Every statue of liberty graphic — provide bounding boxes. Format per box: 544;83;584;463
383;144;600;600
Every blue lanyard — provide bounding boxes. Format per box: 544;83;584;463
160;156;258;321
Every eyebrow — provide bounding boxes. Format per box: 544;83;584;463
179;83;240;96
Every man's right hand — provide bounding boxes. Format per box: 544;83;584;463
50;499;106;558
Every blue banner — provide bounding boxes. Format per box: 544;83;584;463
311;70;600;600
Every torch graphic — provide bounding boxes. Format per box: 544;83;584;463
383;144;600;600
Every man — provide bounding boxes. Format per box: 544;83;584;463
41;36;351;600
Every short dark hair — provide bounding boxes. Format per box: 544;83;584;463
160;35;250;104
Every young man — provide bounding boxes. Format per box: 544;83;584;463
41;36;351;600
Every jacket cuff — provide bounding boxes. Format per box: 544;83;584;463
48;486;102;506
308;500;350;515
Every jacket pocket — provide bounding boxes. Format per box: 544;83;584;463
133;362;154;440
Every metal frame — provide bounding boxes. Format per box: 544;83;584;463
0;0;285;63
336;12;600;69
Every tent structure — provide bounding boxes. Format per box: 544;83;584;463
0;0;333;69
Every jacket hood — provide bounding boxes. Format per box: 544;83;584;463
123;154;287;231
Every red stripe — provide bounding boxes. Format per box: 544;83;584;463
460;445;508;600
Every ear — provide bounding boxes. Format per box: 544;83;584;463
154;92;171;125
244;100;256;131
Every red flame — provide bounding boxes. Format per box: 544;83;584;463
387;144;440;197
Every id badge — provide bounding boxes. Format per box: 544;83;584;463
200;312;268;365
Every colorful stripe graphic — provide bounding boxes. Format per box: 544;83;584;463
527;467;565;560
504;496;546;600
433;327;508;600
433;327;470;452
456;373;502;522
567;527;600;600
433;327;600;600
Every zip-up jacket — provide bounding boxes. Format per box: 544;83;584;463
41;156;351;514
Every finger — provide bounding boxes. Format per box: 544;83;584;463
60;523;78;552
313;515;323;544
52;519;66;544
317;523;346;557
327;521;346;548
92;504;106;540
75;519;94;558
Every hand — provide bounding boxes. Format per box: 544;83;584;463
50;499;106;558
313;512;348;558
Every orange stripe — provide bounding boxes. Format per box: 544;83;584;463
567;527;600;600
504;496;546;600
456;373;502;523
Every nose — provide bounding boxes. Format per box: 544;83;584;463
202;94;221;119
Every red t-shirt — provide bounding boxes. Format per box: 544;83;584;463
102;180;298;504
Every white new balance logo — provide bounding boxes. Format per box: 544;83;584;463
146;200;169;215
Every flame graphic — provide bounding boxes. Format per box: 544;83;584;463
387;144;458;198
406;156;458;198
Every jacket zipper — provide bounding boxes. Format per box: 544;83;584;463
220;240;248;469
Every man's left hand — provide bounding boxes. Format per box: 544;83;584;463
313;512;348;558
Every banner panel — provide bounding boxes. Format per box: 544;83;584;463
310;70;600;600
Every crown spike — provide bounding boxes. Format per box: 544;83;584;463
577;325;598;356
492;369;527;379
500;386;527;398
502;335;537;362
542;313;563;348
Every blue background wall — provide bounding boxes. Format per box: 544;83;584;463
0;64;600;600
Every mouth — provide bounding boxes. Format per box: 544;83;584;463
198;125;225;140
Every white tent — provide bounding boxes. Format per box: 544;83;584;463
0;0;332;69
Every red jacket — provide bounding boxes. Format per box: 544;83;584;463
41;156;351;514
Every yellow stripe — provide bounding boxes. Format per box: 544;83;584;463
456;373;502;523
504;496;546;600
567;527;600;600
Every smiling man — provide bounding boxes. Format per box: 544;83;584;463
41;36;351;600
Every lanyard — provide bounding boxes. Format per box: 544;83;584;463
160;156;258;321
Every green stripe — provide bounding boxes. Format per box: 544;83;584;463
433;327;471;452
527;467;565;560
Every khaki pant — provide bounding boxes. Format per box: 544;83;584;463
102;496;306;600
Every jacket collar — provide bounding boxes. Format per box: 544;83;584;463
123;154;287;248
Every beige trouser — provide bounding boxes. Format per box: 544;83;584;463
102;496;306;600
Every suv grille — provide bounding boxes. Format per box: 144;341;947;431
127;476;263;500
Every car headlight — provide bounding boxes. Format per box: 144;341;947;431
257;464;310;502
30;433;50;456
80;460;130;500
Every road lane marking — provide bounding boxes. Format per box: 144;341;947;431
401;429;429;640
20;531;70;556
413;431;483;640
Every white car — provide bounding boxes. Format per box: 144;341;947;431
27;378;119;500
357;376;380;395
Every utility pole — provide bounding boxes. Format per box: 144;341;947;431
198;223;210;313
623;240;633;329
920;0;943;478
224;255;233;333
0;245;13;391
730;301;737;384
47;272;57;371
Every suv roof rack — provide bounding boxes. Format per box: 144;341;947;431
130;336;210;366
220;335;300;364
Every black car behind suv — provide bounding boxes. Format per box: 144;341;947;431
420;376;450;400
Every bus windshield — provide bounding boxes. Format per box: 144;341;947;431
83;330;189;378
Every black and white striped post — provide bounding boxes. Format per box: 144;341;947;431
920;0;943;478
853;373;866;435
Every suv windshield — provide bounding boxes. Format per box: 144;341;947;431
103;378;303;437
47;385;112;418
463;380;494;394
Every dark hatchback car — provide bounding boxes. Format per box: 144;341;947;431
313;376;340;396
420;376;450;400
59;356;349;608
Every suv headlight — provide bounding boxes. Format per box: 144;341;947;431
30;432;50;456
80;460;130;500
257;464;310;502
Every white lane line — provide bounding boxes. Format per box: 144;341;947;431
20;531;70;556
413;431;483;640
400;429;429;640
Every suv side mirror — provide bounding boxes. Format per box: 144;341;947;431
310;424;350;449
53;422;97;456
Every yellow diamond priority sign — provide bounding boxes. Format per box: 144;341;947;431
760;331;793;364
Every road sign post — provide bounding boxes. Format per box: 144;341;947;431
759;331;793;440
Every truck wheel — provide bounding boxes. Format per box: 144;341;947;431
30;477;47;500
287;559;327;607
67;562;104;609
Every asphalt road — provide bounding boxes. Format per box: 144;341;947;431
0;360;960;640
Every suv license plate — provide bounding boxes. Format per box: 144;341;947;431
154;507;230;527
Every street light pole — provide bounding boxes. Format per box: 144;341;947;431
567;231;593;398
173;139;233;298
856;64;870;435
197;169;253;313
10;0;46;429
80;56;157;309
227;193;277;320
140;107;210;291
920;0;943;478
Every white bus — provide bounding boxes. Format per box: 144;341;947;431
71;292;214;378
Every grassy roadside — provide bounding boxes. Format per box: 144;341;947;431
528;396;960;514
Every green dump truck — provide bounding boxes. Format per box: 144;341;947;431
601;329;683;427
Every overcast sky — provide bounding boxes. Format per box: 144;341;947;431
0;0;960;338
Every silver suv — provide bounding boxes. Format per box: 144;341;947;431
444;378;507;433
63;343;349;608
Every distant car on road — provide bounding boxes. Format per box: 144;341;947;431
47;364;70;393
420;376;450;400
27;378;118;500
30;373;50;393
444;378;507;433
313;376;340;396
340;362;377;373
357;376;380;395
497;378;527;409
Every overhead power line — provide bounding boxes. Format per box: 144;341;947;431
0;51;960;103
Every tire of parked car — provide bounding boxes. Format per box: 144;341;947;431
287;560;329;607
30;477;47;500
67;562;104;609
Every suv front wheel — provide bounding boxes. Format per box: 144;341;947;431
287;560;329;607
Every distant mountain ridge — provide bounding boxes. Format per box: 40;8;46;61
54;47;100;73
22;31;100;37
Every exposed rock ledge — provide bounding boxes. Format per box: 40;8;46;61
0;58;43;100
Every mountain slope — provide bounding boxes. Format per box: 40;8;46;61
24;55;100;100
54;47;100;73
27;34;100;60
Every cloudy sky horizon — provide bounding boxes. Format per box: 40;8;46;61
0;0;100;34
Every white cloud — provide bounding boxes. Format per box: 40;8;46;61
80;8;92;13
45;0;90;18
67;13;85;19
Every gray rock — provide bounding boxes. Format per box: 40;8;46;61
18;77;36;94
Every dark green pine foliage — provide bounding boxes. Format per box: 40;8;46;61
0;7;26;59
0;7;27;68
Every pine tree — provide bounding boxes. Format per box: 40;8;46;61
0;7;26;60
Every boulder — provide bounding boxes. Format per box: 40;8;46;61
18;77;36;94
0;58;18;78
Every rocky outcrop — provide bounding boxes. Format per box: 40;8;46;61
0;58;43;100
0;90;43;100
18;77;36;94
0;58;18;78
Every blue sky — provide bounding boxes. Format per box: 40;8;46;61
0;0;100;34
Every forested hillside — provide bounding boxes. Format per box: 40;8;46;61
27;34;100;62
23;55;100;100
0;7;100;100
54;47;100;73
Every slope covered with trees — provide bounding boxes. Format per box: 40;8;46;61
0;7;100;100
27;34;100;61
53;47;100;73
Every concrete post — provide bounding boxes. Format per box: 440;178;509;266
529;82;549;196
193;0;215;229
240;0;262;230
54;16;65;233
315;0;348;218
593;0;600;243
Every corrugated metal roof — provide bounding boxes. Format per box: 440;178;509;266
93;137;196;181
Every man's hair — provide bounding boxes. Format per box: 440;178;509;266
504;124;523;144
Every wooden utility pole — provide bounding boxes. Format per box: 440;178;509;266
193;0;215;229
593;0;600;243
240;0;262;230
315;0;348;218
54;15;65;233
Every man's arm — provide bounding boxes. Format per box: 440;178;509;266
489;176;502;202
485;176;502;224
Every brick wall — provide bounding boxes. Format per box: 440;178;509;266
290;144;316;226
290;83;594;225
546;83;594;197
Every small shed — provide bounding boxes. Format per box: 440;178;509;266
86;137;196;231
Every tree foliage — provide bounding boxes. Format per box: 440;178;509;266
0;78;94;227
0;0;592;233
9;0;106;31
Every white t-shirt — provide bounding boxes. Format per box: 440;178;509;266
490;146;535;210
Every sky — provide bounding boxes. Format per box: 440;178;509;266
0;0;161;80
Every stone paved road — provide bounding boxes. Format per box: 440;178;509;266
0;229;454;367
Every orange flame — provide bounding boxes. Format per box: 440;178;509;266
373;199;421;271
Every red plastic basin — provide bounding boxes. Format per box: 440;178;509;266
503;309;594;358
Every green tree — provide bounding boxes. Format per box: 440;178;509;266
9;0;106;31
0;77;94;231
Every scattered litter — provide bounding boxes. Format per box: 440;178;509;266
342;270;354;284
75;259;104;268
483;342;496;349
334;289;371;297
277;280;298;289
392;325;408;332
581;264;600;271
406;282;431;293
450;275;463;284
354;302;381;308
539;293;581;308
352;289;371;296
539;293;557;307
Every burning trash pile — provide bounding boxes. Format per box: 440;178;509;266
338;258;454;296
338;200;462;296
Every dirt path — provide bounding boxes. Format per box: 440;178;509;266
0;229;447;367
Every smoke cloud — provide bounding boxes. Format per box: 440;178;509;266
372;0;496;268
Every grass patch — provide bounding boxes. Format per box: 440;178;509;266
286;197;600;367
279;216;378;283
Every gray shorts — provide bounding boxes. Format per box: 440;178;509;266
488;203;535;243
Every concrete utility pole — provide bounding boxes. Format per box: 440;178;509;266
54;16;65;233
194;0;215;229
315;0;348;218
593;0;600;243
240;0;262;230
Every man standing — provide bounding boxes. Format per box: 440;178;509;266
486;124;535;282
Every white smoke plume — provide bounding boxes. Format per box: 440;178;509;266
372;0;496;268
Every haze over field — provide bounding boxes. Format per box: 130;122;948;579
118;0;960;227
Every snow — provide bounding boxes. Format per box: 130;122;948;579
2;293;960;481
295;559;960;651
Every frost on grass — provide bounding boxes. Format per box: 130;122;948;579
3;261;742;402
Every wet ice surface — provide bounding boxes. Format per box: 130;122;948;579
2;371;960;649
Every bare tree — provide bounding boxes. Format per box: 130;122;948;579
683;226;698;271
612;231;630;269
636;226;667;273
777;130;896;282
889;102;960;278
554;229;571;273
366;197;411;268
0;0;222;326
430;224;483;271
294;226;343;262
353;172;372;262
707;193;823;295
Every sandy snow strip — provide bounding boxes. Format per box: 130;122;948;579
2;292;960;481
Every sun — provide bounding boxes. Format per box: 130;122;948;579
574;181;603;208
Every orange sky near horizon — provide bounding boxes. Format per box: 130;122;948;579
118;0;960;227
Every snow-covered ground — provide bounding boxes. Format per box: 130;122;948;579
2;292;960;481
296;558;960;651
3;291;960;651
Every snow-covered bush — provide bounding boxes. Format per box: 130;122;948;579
◇ ◇ ◇ ◇
Please copy the data from the line with "Every blue background" to the line with "463;380;494;394", both included, keeping every character unchanged.

RESULT FOR THIS TASK:
Every blue background wall — provide bounding boxes. Format per box: 544;83;584;463
0;64;600;600
Every mouth — provide bounding boxes. Format per box: 544;83;584;463
198;125;225;140
Every white tent — provide bounding boxes. Format per box: 544;83;584;463
0;0;332;69
Every red jacket — provide bounding boxes. Format per box: 544;83;584;463
41;156;351;514
Every yellow stripe — provide bounding boxes. Format per box: 544;83;584;463
456;373;502;523
504;496;546;600
567;527;600;600
Every smiling man — provide bounding boxes. Format per box: 544;83;584;463
41;36;351;600
Every lanyard — provide bounding boxes. Format per box: 544;83;584;463
160;156;258;321
Every green stripe — provide bounding boxes. Format per box: 544;83;584;463
433;327;471;452
527;467;565;560
Every khaki pant — provide bounding boxes. Format per box: 544;83;584;463
102;496;306;600
Every jacket collar — provide bounding boxes. Format per box: 544;83;584;463
123;154;287;248
Every beige trouser — provide bounding boxes. Format per box: 544;83;584;463
102;496;306;600
Every suv grille — provide bounding boxes. Format per box: 144;341;947;431
127;476;263;500
Every car headlight — provide bounding boxes. Format per box: 144;341;947;431
257;464;310;502
30;433;50;456
80;460;130;500
Every road lane marking — provide bounding boxes. Format per box: 144;341;947;431
401;429;429;640
20;531;70;556
413;431;483;640
Every white car — provide bounding boxes. Format per box: 144;341;947;431
27;378;119;500
357;376;380;395
Every utility pole — provide bounding boxes. Format per box: 144;341;947;431
198;223;210;313
623;240;633;329
920;0;943;478
224;255;233;333
0;245;13;391
730;301;737;384
47;272;57;371
Every suv roof rack — provide bounding boxes. Format per box: 144;341;947;431
130;336;210;366
220;335;300;364
Every black car behind suv — provide bounding boxes. Format per box: 144;341;947;431
420;376;450;400
Every bus windshield — provide bounding boxes. Format per box: 144;341;947;431
83;330;189;378
Every black and white striped post — provide bounding boxes. Format per box: 144;341;947;431
920;0;943;478
853;373;866;435
Every suv windshield — provide bounding boxes. Format per box: 144;341;947;431
103;378;303;437
47;385;112;418
463;380;494;394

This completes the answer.